--- DOCUMENT EXTRACT ---
Although Reuters is careful to note that the results do not indicate that the small, pacemaker-like device has any hope in acting as a cure, “it may restore some measure of activity in areas of the brain whose decline is linked to Alzheimer’s symptoms like memory loss, depression and agitation,” the article reports.
This study, published online in the Archives of Neurology this week, was undertaken to test whether deep brain stimulation (DBS) “would increase cerebral glucose metabolism in cortical and hippocampal circuits and that increased metabolism would be correlated with better clinical outcomes.”
Gwenn Smith, PhD., the study’s lead author noted that despite the encouraging changes seen in the brains of the participants of this safety study, the technique needs to be tested in a larger population. This trial involved five patients (four men and one woman) with mild, probable Alzheimer’s disease.
This implant is already frequently used in Parkinson’s disease patients to alleviate tremors and help control their movements. Continuous electrical impulses are delivered into the brain with this device.
The patients involved in the study had these devices implanted close to the brain region believed to be important in memory storage. Two weeks later, the researchers turned the devices on and kept the settings and patient medications constant for a year.
To test the effectiveness of this implant, the patients received PET scans at the one, six, and 12-month treatment periods. What they found was an overall increase in brain activity in all of the patients with the implants.
--- SOURCE INFORMATION ---
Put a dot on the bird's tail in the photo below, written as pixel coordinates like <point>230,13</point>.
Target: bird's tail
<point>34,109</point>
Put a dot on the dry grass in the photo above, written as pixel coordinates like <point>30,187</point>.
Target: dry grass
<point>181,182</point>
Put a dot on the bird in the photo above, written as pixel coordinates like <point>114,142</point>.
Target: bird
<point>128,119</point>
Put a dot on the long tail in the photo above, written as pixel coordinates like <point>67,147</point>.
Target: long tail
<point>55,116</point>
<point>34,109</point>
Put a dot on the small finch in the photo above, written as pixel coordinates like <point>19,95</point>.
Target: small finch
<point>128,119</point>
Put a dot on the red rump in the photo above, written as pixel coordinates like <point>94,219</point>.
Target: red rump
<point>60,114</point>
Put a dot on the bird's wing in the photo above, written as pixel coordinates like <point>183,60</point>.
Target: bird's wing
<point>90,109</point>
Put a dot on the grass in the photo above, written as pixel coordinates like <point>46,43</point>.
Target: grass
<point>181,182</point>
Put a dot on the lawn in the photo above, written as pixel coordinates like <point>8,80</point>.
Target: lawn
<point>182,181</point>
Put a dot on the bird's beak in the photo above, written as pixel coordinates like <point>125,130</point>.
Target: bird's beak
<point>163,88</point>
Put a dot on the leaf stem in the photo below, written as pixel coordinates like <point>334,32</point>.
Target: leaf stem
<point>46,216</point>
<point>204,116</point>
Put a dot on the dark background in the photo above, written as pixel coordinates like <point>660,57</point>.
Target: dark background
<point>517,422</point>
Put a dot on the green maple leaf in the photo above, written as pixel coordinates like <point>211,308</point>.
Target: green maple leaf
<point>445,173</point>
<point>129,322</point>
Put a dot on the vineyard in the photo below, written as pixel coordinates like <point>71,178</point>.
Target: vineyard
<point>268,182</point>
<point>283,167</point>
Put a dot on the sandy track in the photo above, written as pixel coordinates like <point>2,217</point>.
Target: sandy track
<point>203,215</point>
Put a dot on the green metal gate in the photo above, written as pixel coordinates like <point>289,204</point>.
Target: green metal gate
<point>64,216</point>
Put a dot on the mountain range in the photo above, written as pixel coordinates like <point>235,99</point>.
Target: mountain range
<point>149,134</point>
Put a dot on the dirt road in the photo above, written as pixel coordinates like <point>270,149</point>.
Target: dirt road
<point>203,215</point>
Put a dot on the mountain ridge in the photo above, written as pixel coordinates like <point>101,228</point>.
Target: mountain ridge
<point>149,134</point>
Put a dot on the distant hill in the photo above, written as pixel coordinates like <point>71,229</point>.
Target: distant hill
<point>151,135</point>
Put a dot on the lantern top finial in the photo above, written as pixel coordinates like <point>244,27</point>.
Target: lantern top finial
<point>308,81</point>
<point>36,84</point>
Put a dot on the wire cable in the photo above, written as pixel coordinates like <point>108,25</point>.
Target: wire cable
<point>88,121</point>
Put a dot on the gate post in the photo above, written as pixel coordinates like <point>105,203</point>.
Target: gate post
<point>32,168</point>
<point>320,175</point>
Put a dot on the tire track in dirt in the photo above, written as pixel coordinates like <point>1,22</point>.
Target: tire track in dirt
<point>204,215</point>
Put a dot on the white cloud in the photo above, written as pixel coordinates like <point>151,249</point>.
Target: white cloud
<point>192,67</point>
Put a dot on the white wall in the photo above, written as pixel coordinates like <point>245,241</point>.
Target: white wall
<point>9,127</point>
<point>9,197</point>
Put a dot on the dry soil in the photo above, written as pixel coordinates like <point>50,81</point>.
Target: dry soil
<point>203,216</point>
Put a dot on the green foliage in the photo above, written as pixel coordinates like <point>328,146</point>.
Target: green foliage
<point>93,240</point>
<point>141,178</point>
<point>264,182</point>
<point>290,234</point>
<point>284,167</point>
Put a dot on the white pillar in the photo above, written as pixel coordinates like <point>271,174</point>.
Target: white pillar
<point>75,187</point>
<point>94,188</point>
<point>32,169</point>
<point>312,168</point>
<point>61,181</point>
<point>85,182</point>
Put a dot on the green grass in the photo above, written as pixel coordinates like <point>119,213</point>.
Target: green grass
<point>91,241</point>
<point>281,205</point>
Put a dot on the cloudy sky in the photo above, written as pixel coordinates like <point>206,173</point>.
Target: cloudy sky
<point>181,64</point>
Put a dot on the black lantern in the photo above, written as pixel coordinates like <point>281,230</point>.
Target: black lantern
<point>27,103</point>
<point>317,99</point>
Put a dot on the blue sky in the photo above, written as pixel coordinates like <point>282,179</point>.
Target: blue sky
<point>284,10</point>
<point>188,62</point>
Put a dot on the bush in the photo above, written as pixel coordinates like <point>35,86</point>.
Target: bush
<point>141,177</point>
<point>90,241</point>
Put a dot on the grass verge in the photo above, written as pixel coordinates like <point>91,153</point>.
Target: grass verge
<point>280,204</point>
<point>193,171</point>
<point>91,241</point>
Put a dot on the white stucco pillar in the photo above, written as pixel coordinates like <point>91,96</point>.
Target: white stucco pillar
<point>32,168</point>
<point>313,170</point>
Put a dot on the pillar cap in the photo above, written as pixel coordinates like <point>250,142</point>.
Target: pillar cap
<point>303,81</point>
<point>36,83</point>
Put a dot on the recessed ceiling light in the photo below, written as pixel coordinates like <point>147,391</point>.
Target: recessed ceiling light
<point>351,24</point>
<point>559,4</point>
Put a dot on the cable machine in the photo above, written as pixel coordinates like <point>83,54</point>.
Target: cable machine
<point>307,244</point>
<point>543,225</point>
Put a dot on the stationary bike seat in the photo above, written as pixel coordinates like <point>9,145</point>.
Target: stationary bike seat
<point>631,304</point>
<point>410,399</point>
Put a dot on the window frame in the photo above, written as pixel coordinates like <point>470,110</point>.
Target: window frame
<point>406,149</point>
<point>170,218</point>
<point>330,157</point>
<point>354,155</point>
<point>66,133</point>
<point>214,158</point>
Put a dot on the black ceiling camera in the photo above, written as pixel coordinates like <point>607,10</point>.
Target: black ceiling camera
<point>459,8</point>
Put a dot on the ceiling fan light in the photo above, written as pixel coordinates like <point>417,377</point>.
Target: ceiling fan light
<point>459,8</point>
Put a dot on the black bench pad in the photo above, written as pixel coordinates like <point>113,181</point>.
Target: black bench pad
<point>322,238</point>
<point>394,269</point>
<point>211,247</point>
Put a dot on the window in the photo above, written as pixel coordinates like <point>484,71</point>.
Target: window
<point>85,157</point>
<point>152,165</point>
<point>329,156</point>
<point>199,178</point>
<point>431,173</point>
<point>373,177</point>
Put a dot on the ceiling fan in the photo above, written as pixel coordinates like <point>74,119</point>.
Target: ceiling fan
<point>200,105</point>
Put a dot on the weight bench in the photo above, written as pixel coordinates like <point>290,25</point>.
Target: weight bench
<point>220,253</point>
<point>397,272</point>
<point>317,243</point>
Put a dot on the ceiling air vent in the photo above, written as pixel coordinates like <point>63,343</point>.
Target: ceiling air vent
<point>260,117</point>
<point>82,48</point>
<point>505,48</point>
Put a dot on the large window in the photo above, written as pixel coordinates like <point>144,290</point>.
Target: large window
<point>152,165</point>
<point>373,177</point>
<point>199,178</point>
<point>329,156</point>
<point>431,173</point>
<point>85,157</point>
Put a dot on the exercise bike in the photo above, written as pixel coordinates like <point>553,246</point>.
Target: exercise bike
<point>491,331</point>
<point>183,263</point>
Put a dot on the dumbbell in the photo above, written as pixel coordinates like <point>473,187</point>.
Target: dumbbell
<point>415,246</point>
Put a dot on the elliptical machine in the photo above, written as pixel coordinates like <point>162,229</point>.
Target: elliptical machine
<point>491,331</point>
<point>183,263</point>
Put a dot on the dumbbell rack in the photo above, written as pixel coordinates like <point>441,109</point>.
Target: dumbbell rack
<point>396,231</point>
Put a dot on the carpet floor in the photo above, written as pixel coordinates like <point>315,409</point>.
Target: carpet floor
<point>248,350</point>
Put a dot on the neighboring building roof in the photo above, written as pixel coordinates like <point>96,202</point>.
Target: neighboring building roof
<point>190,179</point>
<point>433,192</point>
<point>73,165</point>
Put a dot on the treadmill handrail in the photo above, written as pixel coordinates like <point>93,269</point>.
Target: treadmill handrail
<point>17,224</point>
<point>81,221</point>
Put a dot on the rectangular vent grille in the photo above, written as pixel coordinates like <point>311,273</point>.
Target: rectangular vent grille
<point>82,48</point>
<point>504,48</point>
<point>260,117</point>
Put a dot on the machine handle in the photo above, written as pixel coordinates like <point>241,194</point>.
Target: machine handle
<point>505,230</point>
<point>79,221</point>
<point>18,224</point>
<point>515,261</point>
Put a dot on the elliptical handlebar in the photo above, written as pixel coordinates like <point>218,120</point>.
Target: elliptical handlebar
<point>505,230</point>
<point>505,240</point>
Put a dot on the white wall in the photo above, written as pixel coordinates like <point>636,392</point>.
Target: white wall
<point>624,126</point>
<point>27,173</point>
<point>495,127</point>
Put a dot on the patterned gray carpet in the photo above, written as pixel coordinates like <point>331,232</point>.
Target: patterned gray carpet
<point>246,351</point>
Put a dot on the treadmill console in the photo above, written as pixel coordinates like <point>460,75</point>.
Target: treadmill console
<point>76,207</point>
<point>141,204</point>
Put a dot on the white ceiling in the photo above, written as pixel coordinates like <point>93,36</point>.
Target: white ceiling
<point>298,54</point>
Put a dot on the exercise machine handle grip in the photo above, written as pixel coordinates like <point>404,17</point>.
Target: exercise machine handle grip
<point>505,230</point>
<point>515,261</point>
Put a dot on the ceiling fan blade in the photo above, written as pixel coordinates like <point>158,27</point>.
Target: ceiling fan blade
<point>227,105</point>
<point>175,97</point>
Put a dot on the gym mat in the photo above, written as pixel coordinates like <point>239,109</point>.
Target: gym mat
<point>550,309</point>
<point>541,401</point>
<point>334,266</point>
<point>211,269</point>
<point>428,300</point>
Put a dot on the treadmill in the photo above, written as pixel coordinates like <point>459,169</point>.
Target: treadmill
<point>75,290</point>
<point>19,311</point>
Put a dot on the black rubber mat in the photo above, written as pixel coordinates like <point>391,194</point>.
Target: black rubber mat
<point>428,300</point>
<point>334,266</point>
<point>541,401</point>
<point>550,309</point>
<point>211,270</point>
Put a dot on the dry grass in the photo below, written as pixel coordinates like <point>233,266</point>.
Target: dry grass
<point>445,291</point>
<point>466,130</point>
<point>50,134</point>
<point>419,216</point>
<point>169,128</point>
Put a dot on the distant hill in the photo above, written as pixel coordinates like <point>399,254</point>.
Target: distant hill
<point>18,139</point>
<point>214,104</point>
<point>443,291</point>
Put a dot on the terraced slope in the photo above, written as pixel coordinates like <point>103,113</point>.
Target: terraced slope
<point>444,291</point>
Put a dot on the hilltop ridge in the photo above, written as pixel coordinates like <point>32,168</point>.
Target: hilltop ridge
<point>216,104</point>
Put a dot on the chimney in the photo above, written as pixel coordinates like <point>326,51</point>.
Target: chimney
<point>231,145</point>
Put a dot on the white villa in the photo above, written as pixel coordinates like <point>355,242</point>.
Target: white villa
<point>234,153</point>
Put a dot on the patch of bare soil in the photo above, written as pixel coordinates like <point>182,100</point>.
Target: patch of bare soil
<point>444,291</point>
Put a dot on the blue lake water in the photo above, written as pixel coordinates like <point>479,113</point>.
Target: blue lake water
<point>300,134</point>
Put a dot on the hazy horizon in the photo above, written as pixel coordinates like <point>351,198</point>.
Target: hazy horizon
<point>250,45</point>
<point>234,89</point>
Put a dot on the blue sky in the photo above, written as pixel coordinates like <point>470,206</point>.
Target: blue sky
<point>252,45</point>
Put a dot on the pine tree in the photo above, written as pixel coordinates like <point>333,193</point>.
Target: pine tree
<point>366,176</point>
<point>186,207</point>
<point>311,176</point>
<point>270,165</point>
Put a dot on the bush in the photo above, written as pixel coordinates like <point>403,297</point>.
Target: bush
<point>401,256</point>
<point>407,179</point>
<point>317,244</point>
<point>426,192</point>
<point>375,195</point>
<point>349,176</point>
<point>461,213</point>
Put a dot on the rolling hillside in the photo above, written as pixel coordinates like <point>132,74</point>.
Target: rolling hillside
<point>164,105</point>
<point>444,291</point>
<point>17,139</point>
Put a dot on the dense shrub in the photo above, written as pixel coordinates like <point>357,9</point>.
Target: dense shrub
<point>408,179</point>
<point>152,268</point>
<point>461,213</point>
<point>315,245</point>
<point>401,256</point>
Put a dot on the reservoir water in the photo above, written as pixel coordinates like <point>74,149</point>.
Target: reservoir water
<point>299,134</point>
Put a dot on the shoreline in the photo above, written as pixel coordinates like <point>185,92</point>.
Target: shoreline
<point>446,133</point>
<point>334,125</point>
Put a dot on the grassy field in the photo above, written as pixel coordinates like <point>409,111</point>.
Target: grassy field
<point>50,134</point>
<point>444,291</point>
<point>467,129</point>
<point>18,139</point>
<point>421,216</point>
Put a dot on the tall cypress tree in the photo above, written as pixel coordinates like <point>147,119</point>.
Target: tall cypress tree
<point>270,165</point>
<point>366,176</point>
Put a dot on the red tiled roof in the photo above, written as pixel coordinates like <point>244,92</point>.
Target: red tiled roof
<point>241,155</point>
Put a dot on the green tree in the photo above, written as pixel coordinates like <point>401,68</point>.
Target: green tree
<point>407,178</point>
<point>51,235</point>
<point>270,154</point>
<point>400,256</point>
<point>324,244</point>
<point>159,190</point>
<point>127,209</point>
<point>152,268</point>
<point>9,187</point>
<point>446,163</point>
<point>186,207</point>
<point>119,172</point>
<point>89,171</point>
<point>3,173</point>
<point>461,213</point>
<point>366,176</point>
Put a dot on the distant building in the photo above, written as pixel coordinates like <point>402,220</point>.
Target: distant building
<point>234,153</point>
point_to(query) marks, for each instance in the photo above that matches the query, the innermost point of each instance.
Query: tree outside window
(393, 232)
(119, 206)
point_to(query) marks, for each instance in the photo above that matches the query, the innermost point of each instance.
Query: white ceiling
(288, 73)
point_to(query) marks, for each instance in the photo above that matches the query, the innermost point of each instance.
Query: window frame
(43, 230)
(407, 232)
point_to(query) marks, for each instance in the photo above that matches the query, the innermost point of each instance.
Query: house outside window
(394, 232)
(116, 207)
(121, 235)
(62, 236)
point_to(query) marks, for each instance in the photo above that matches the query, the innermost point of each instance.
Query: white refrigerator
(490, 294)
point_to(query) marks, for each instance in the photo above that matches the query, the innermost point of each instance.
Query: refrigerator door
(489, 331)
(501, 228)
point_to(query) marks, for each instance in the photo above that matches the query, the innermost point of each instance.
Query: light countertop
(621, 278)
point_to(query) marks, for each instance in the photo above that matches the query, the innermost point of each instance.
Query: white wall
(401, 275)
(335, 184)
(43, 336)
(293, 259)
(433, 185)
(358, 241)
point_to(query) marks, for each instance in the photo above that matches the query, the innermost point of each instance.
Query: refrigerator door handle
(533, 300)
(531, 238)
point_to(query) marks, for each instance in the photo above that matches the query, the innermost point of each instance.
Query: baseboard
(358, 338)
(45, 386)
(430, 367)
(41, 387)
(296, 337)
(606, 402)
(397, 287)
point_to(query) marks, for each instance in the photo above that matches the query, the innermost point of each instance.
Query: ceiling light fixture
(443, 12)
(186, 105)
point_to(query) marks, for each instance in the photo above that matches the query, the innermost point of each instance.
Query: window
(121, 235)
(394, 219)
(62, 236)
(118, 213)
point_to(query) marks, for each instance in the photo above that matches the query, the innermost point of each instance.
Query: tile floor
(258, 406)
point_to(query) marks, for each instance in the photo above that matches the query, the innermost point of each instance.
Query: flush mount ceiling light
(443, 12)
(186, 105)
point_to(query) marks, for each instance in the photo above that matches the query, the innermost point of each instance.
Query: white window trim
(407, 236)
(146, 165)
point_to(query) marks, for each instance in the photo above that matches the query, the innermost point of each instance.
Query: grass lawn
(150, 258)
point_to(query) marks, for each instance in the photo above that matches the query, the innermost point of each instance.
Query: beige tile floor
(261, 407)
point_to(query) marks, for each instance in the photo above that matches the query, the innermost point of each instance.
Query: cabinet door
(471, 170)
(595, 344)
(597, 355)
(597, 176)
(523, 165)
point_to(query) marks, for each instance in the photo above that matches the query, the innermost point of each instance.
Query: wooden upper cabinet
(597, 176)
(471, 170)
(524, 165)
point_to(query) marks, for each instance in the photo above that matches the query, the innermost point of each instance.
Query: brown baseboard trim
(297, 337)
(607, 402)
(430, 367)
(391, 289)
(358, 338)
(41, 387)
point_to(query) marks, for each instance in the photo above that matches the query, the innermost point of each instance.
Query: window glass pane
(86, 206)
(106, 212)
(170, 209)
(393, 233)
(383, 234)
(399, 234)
---
* **COMPLETE THE FOLLOWING**
**A.** Reproduce word for word the stretch of the Alzheimer's implant article from "The patients involved" through "with the implants.".
**B.** In one to three sentences, explain why, according to the Alzheimer's implant article, the patients received PET scans at the one-, six-, and 12-month treatment periods.
**C.** Write what comes next in the Alzheimer's implant article, picking up after its final sentence.

* **TASK RESPONSES**
**A.**
The patients involved in the study had these devices implanted close to the brain region believed to be important in memory storage. Two weeks later, the researchers turned the devices on and kept the settings and patient medications constant for a year.
To test the effectiveness of this implant, the patients received PET scans at the one, six, and 12-month treatment periods. What they found was an overall increase in brain activity in all of the patients with the implants.

**B.** The patients received the PET scans so the researchers could test the effectiveness of the implant. The scans showed an overall increase in brain activity in all of the patients with the implants.

**C.**
According to Smith, the patients in the trial still experienced decline, though it was less than would be expected. Cognitive function declined in all but one patient, while quality of life actually remained static.
However, researchers note it is not the cognitive measurements that interest them, but rather evidence of increased brain cell activity. Brain cell activity impacted the blood flow and those with better blood flow seemed to have less cognitive decline.
This treatment resembles a study published in the New England Journal of Medicine earlier this year which also used electric stimulation and showed promise in improving the mental abilities in those with chronic pain, Parkinson’s, and Alzheimer’s. The Wall Street Journalexplains that when implanted electrodes stimulated a specific region of the brain known as the entorhinal area, memory improvements were noted.
At this point, few effective Alzheimer’s treatments exist, making these studies very exciting for the medical community. Although researchers in both studies admit the benefits of DBS need further study with far larger test populations, these preliminary results provide much-needed direction in the future treatment of Alzheimer’s and related diseases.